* _GIVEN REQUEST 1_
Which lines in the rows below contain the string "ceiling"? List each of those lines in full.

>> Start PASSAGE GIVEN

# Glass repair and Safeguard



## PPCMgr (Oct 9, 2012)

Recently we have had a couple of situations where we bid ro repair double pane windows which subsequently got slashed. when we call that we cannot do it for that price the client (safeguard) tells us to just put in a single pane. When we ask to get written approval, the person on the phone gets impatient and says "just do it" or we will re-assign the work (and other work). I am afraid that if we put in a single pane it will come back to bite us as we bid a double pane and a singlepane is not what the investor wants. Does anyone else have these issues?


----------



## ontimepres (Jan 4, 2013)

Yes! IMHO this one is an easy fix  Here's how I deal with this particular Safeguard kink .... 

1)Accept that they are not going to approve or pay us to do work like installing new double paned glass, and bid for what Safeguard is asking us to do. Give yourself some peace of mind by stating the scope of work in your bid; "reglaze 1 broken window 32x29" using single paned glass" or "install 1 new sheet of single paned glass 32x29" etc. 

2)Bid over the allowable or price list amount, state that on your bid and also state why you feel it is justified. You can do this for ALL Safeguard bids but here I'll just stick to window reglazing. 

"Reglaze 1 broken window 32x29" using single pane glass. Unable to complete per allowable due to increased cost of materials needed."

or

"Reglaze 1 broken window 32x29" installing new single paned glass. Unable to complete per price list due to increased cost of materials needed. Special order glass is required due to size, this has increased the bid amount needed."


Like I said use this for any Safeguard bids you want. Bid over the allowable price and state that you can not complete per allowable and why. Need a chainsaw? Requires commercial equipment? Going to use a bush hog? Extra labor needed to move from rear fenced yard? Glass shop required due to size? Say so! If you give this statement on your bids you'll see alot less of those "your bid has been reduced" notices.


----------



## GTX63 (Apr 12, 2012)

Stay in touch with the listing agent so they know who is responsible when work is completed below what the standards should be.

>> End PASSAGE GIVEN

* _GIVEN REQUEST 2_
Set down, word for word, the part of the glass repair thread above that runs from "Recently we have" up to and including "(Jan 4, 2013)".

>> Start STORED ROWS

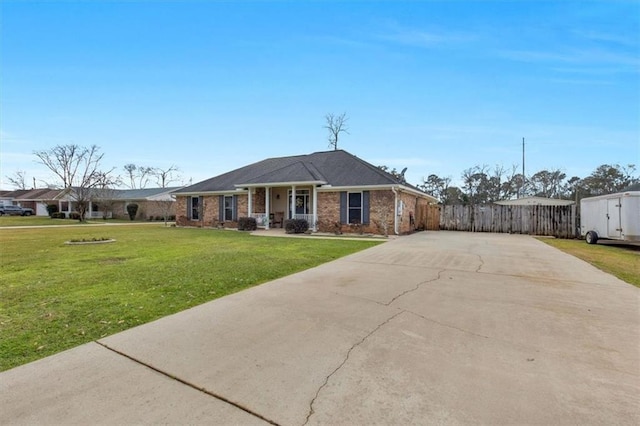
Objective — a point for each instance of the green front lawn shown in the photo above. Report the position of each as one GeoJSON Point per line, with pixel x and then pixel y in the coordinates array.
{"type": "Point", "coordinates": [622, 261]}
{"type": "Point", "coordinates": [55, 296]}
{"type": "Point", "coordinates": [46, 221]}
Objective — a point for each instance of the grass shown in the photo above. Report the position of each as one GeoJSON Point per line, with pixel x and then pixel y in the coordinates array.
{"type": "Point", "coordinates": [55, 296]}
{"type": "Point", "coordinates": [622, 261]}
{"type": "Point", "coordinates": [46, 221]}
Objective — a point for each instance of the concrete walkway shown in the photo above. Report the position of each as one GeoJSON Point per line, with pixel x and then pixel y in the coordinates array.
{"type": "Point", "coordinates": [433, 328]}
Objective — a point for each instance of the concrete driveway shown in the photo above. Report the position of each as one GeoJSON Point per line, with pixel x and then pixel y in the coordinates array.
{"type": "Point", "coordinates": [433, 328]}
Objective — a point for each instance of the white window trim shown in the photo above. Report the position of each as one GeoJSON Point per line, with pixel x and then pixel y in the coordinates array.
{"type": "Point", "coordinates": [349, 208]}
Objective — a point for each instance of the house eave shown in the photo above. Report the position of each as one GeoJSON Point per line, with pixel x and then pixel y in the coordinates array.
{"type": "Point", "coordinates": [400, 187]}
{"type": "Point", "coordinates": [202, 193]}
{"type": "Point", "coordinates": [274, 184]}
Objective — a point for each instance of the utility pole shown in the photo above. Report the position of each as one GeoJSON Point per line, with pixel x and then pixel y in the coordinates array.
{"type": "Point", "coordinates": [523, 175]}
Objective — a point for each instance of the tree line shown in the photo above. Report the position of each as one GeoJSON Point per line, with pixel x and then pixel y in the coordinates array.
{"type": "Point", "coordinates": [486, 185]}
{"type": "Point", "coordinates": [81, 168]}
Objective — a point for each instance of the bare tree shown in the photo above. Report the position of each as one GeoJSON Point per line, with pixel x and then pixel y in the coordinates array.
{"type": "Point", "coordinates": [164, 177]}
{"type": "Point", "coordinates": [336, 124]}
{"type": "Point", "coordinates": [18, 180]}
{"type": "Point", "coordinates": [138, 176]}
{"type": "Point", "coordinates": [79, 169]}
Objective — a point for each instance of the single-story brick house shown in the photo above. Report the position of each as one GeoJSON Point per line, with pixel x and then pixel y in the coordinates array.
{"type": "Point", "coordinates": [334, 191]}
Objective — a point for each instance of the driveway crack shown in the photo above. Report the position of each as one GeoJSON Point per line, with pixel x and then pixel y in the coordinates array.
{"type": "Point", "coordinates": [344, 361]}
{"type": "Point", "coordinates": [416, 287]}
{"type": "Point", "coordinates": [448, 325]}
{"type": "Point", "coordinates": [189, 384]}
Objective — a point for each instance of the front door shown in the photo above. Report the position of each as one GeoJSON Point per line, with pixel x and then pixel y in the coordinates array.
{"type": "Point", "coordinates": [613, 216]}
{"type": "Point", "coordinates": [302, 202]}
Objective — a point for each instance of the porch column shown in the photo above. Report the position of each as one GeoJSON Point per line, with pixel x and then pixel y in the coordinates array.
{"type": "Point", "coordinates": [267, 199]}
{"type": "Point", "coordinates": [315, 209]}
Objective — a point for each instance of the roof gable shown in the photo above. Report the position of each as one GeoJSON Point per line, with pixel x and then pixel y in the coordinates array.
{"type": "Point", "coordinates": [335, 168]}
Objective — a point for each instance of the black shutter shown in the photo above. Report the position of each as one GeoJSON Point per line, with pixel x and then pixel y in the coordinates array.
{"type": "Point", "coordinates": [343, 207]}
{"type": "Point", "coordinates": [365, 207]}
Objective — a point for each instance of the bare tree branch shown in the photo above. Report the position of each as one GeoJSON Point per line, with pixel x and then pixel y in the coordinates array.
{"type": "Point", "coordinates": [164, 177]}
{"type": "Point", "coordinates": [336, 124]}
{"type": "Point", "coordinates": [78, 168]}
{"type": "Point", "coordinates": [18, 180]}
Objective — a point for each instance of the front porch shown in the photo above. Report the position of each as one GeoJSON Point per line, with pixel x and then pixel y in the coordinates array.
{"type": "Point", "coordinates": [271, 206]}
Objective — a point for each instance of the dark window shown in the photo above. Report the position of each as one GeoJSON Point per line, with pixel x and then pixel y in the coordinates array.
{"type": "Point", "coordinates": [355, 207]}
{"type": "Point", "coordinates": [228, 207]}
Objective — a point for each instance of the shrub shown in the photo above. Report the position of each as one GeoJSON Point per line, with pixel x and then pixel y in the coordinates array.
{"type": "Point", "coordinates": [247, 224]}
{"type": "Point", "coordinates": [296, 226]}
{"type": "Point", "coordinates": [51, 209]}
{"type": "Point", "coordinates": [132, 210]}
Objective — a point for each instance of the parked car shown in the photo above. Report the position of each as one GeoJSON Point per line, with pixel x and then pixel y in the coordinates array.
{"type": "Point", "coordinates": [15, 210]}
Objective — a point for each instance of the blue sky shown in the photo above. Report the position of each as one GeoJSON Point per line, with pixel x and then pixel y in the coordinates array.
{"type": "Point", "coordinates": [210, 86]}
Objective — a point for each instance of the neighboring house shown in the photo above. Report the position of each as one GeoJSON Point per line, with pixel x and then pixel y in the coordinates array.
{"type": "Point", "coordinates": [535, 201]}
{"type": "Point", "coordinates": [112, 203]}
{"type": "Point", "coordinates": [36, 199]}
{"type": "Point", "coordinates": [152, 202]}
{"type": "Point", "coordinates": [334, 191]}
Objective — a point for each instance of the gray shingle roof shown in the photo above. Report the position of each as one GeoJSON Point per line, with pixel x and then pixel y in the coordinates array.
{"type": "Point", "coordinates": [336, 168]}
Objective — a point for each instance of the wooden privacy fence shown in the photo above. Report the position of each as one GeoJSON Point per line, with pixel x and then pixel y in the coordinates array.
{"type": "Point", "coordinates": [558, 221]}
{"type": "Point", "coordinates": [428, 217]}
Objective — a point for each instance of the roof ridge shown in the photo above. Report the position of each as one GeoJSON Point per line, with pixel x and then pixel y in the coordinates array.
{"type": "Point", "coordinates": [315, 172]}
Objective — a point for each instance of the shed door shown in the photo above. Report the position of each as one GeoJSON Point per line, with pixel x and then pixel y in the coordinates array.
{"type": "Point", "coordinates": [613, 216]}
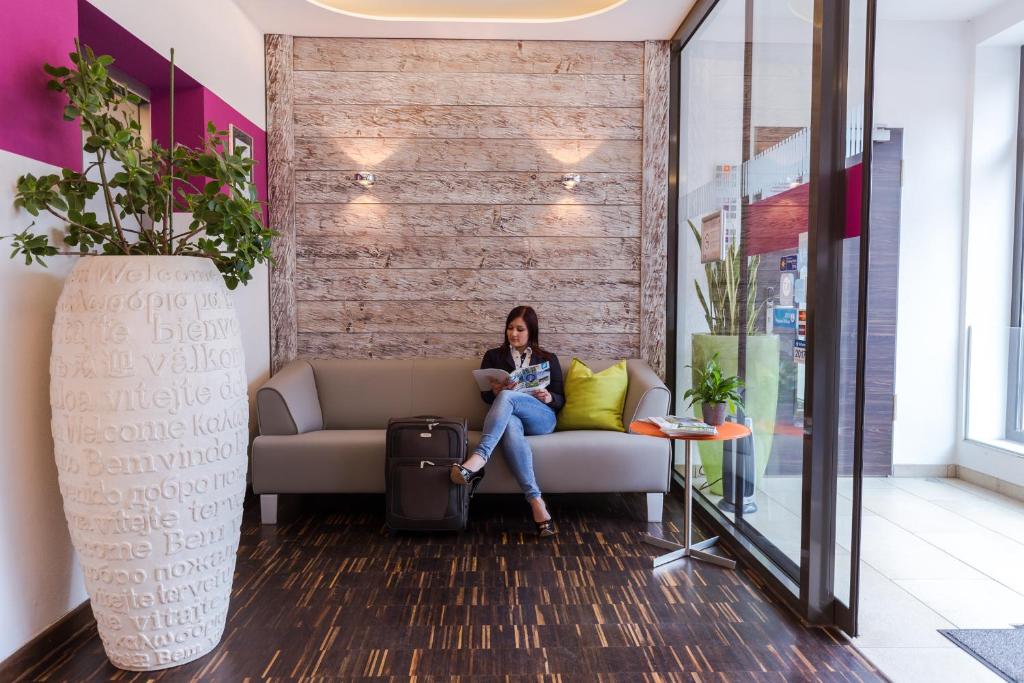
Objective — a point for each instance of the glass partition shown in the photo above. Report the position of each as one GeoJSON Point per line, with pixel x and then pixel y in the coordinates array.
{"type": "Point", "coordinates": [767, 222]}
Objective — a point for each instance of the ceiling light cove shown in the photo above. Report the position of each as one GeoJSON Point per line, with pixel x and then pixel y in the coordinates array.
{"type": "Point", "coordinates": [522, 11]}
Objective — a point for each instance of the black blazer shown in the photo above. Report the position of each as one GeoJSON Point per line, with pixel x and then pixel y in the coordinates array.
{"type": "Point", "coordinates": [503, 360]}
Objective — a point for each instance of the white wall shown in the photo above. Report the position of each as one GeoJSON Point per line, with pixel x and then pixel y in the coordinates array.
{"type": "Point", "coordinates": [40, 581]}
{"type": "Point", "coordinates": [989, 237]}
{"type": "Point", "coordinates": [922, 79]}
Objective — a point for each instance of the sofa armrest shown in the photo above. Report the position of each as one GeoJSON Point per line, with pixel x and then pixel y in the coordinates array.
{"type": "Point", "coordinates": [288, 403]}
{"type": "Point", "coordinates": [646, 395]}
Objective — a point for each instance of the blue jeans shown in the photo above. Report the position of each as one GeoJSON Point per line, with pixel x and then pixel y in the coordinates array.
{"type": "Point", "coordinates": [511, 418]}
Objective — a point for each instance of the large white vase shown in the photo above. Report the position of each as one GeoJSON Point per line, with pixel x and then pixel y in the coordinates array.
{"type": "Point", "coordinates": [150, 420]}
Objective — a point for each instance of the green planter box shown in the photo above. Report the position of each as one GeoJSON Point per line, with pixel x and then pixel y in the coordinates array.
{"type": "Point", "coordinates": [761, 395]}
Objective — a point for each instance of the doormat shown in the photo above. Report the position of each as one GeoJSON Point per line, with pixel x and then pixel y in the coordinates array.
{"type": "Point", "coordinates": [999, 649]}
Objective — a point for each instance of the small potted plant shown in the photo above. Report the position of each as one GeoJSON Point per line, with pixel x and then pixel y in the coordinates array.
{"type": "Point", "coordinates": [715, 391]}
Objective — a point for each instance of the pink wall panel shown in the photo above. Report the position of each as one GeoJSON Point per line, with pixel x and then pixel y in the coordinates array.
{"type": "Point", "coordinates": [776, 222]}
{"type": "Point", "coordinates": [31, 123]}
{"type": "Point", "coordinates": [31, 119]}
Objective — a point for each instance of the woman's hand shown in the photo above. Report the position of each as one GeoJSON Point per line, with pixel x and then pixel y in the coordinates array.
{"type": "Point", "coordinates": [497, 387]}
{"type": "Point", "coordinates": [542, 395]}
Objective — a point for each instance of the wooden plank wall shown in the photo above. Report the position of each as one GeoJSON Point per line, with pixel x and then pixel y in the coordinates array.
{"type": "Point", "coordinates": [468, 217]}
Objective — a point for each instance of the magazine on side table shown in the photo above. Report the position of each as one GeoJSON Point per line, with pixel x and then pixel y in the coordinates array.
{"type": "Point", "coordinates": [673, 425]}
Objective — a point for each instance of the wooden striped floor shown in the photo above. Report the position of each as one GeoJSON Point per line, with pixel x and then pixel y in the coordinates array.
{"type": "Point", "coordinates": [325, 595]}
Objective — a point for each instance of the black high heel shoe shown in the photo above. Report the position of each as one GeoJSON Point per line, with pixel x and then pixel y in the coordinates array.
{"type": "Point", "coordinates": [546, 528]}
{"type": "Point", "coordinates": [465, 477]}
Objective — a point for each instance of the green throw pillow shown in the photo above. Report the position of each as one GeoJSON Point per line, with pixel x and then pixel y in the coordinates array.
{"type": "Point", "coordinates": [594, 400]}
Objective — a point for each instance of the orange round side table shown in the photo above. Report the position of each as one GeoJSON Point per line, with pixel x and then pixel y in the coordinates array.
{"type": "Point", "coordinates": [727, 431]}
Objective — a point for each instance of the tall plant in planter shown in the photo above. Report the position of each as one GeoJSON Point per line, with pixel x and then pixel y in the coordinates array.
{"type": "Point", "coordinates": [722, 306]}
{"type": "Point", "coordinates": [147, 384]}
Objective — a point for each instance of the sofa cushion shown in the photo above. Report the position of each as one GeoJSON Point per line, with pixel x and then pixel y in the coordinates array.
{"type": "Point", "coordinates": [446, 387]}
{"type": "Point", "coordinates": [351, 461]}
{"type": "Point", "coordinates": [586, 462]}
{"type": "Point", "coordinates": [361, 393]}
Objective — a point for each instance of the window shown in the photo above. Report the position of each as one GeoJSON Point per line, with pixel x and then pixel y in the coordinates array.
{"type": "Point", "coordinates": [1015, 379]}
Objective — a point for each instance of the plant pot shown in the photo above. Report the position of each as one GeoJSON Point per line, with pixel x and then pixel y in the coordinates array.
{"type": "Point", "coordinates": [760, 395]}
{"type": "Point", "coordinates": [150, 421]}
{"type": "Point", "coordinates": [713, 414]}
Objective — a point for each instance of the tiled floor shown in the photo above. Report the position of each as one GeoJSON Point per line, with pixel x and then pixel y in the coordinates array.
{"type": "Point", "coordinates": [935, 554]}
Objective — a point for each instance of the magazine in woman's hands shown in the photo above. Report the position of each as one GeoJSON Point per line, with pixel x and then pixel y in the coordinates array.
{"type": "Point", "coordinates": [527, 379]}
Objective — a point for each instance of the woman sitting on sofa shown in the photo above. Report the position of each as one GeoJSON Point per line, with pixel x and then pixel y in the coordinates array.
{"type": "Point", "coordinates": [514, 415]}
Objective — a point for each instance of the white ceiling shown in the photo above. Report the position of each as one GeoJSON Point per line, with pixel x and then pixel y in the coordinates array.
{"type": "Point", "coordinates": [633, 19]}
{"type": "Point", "coordinates": [934, 10]}
{"type": "Point", "coordinates": [470, 10]}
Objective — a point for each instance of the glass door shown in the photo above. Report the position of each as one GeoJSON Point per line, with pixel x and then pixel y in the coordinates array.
{"type": "Point", "coordinates": [768, 275]}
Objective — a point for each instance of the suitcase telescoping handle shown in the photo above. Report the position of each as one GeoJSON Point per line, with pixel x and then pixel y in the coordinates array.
{"type": "Point", "coordinates": [432, 421]}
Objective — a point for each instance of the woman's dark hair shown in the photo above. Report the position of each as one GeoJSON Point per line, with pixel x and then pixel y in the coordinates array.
{"type": "Point", "coordinates": [528, 316]}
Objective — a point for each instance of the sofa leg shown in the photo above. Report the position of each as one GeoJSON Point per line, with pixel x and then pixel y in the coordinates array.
{"type": "Point", "coordinates": [268, 508]}
{"type": "Point", "coordinates": [655, 504]}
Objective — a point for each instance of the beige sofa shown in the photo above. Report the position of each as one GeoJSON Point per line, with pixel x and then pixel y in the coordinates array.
{"type": "Point", "coordinates": [322, 429]}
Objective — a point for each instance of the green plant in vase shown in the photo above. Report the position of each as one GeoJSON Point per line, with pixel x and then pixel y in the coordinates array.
{"type": "Point", "coordinates": [715, 391]}
{"type": "Point", "coordinates": [722, 306]}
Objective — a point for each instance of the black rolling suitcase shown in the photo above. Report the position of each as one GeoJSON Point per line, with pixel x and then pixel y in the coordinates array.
{"type": "Point", "coordinates": [420, 494]}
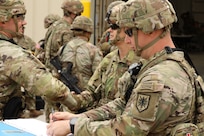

>> End STORED ROWS

* _TASK OUTPUT 1_
Objective — a point for each instance of the ceiling light cove shown in the photo above. Report the position of each as one GeoJSON Point per line, with pixel x and then pixel y in the coordinates array.
Objective — a point for each instance of the white ceiling shown in the photo above. Report the position of each as one GeoJSON Point per line, with pixel x and then pixel y in the coordinates array.

* _TASK OUTPUT 2_
Recently we have had a couple of situations where we bid ro repair double pane windows which subsequently got slashed. when we call that we cannot do it for that price the client (safeguard) tells us to just put in a single pane. When we ask to get written approval, the person on the phone gets impatient and says "just do it" or we will re-assign the work (and other work). I am afraid that if we put in a single pane it will come back to bite us as we bid a double pane and a singlepane is not what the investor wants. Does anyone else have these issues?


----------



## ontimepres (Jan 4, 2013)